- **WHAT TO WORK ON**: Reproduce the data in its entirety, exactly as supplied.

- **EXERCISE INPUT**:
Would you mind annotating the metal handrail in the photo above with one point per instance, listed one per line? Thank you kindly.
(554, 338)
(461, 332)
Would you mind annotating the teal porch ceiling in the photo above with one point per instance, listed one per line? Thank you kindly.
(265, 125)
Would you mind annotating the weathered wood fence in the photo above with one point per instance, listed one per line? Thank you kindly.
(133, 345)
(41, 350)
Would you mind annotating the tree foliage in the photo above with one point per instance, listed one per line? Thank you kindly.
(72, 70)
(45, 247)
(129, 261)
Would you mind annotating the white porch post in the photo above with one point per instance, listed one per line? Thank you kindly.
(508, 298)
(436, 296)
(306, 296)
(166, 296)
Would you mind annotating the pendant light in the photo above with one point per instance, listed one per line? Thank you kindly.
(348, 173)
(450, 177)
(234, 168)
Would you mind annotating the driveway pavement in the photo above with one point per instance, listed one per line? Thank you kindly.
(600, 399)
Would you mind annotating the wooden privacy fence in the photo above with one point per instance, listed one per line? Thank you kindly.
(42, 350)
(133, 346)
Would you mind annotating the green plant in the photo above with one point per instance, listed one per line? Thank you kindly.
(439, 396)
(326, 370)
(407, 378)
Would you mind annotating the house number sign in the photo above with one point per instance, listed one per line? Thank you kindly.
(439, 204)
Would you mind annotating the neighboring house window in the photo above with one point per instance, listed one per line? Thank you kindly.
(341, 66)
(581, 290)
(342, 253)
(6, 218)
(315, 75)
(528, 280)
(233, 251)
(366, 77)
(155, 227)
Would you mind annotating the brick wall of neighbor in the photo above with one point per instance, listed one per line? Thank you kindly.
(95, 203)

- **OUTPUT BELOW**:
Would you mind annotating the metal handrail in the photo above with one point per instance, listed one per line? Thank you kindly.
(554, 338)
(461, 332)
Would you mind annotating the teal porch ceiling in the photo above with one point per instance, listed one per line? Thank you kindly.
(265, 125)
Would you mind annotating the weathered wood fence in the photo above with one point per instance, listed one per line? Thank you kindly.
(133, 345)
(41, 350)
Would you mind annotating the tree foliage in the photo above with one point per instance, listed one per line? Thank you kindly.
(72, 70)
(45, 247)
(129, 261)
Would you mind annotating the white porch post in the photo above with one point per instance, listed one per line? Thank you kindly.
(508, 298)
(436, 296)
(306, 296)
(166, 296)
Would you mind annotating the pendant light in the photo above with one point per instance, listed one per line? Thank you kindly.
(348, 173)
(450, 177)
(234, 168)
Would you mind annotating the driveway pavement in the photo above with one point per instance, listed one per line? Thank you kindly.
(600, 399)
Would you mind annotating the wooden privacy fence in the photo above with one point per instance, listed one per line? Thank you kindly.
(42, 350)
(133, 346)
Would you mind annotating the green plant in the photo above with one point per instance, listed one per line? Thank you kindly.
(439, 396)
(326, 370)
(407, 378)
Would you mind annotating the house number sign in the photo above with one point per instance, listed one per line? Thank you kindly.
(439, 204)
Would you mind annotating the neighboring house window in the photo above with one point per instance, listed one per line? Thank you kindly.
(341, 66)
(581, 290)
(342, 253)
(6, 218)
(315, 75)
(528, 280)
(233, 251)
(366, 77)
(155, 227)
Would you mind annotating the brick wall of neighbor in the photo above with one point per instance, listed one per line? Thank you kindly.
(95, 203)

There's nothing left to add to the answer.